What is asked. Turn every line of the records below into a JSON list of strings, one string per line, skipping any blank lines. Leave the pictures out.

=== Supplied material ===

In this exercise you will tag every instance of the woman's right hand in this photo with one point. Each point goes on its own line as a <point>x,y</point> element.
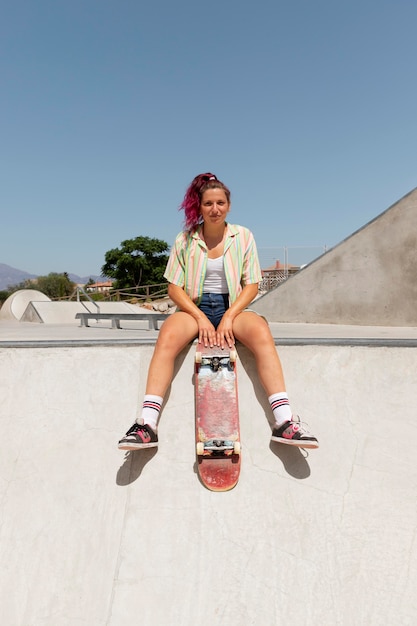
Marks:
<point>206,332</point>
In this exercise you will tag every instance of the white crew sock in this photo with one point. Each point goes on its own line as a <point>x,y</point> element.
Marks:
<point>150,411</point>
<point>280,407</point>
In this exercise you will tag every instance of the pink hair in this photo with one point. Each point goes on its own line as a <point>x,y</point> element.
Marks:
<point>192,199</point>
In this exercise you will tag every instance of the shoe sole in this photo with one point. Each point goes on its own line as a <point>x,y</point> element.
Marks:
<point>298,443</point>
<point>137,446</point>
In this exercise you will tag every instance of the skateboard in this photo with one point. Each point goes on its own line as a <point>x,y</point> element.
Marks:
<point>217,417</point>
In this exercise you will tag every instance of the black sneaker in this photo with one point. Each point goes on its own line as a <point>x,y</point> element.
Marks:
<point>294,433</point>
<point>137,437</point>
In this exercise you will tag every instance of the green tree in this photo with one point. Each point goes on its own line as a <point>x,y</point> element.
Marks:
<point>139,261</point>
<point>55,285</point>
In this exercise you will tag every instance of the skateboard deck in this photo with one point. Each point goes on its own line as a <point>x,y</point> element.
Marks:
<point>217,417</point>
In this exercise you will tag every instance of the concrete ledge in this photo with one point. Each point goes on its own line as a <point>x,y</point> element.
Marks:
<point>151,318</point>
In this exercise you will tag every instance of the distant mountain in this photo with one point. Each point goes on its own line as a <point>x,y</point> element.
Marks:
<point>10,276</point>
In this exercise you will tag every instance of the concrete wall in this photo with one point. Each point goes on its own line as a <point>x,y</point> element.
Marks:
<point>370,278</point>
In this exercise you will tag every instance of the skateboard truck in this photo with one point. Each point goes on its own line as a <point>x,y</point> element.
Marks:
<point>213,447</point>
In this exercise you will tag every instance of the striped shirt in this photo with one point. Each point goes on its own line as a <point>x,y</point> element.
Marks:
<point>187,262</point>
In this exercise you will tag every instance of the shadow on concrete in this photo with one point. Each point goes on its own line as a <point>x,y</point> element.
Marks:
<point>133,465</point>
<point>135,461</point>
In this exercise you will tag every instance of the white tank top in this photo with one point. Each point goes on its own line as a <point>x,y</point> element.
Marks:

===

Result below.
[
  "In this exercise you will tag every instance of the woman's right hand in this photo with one point. Each point goes on its own line as a <point>x,y</point> element.",
  "Marks:",
  "<point>206,332</point>",
  "In this exercise you will tag every instance of the white crew sock in this photo with one point. Each point goes on its own line as a <point>x,y</point> element.",
  "Marks:",
  "<point>150,411</point>",
  "<point>280,407</point>",
  "In this exercise you will tag every instance of the pink hair in this photo with one point. Each point goes on its own line as a <point>x,y</point> element.",
  "Marks:",
  "<point>192,199</point>",
  "In this exercise you will tag every instance of the shoe sole in this photo with one point. Each point goes on its own line as a <point>x,y</point> element.",
  "Marks:",
  "<point>298,443</point>",
  "<point>137,446</point>",
  "In this exercise you will tag every instance of the skateboard in this photo with one point. Each point goes on its own line as a <point>x,y</point> element.",
  "Marks:",
  "<point>217,417</point>",
  "In this exercise you will tag every instance of the black sneaker in this photo with one point. Each point goes on its own line as a <point>x,y</point> element.",
  "Marks:",
  "<point>294,433</point>",
  "<point>137,437</point>",
  "In this exercise you will tag every instance of the green tree in this photo with one point. Each point goes on its own line as a <point>x,y</point> element.",
  "Marks:",
  "<point>139,261</point>",
  "<point>55,285</point>",
  "In this exercise you will tag every instance of the skateboard deck in this photo with one point. Each point goes on its own line as a <point>x,y</point> element.",
  "Marks:",
  "<point>217,417</point>",
  "In this exercise you will tag every instance of the concrete ledge in this photo with one point. Each point goes on its own line as a <point>x,y</point> element.",
  "Marks:",
  "<point>151,318</point>",
  "In this exercise you will tag every instance of the distant mountain in this photo with one point. Each point goes on its own line as a <point>x,y</point> element.",
  "Marks:",
  "<point>10,276</point>",
  "In this exercise you will tag every instance of the concrete wall in this photo with one point. Each point goes on its own line as a <point>x,y</point> element.",
  "Marks:",
  "<point>370,278</point>",
  "In this exercise you will tag every instance of the skateboard truck in this photo with one point. Each point goes on its own line as a <point>x,y</point> element.",
  "Marks:",
  "<point>213,447</point>",
  "In this exercise you will tag every instance of the striped shirt in this photo with one point. Each point goes on its own line as a <point>x,y</point> element.",
  "Marks:",
  "<point>187,262</point>",
  "In this exercise you will tag every instance of the shadow on concrete in this photo with one point. Each point goes on its own line as a <point>x,y</point> element.",
  "Marks:",
  "<point>133,465</point>",
  "<point>135,461</point>",
  "In this exercise you will tag every instance of the white tank top in this photo with one point. Each point goes on its own line as a <point>x,y</point> element.",
  "Marks:"
]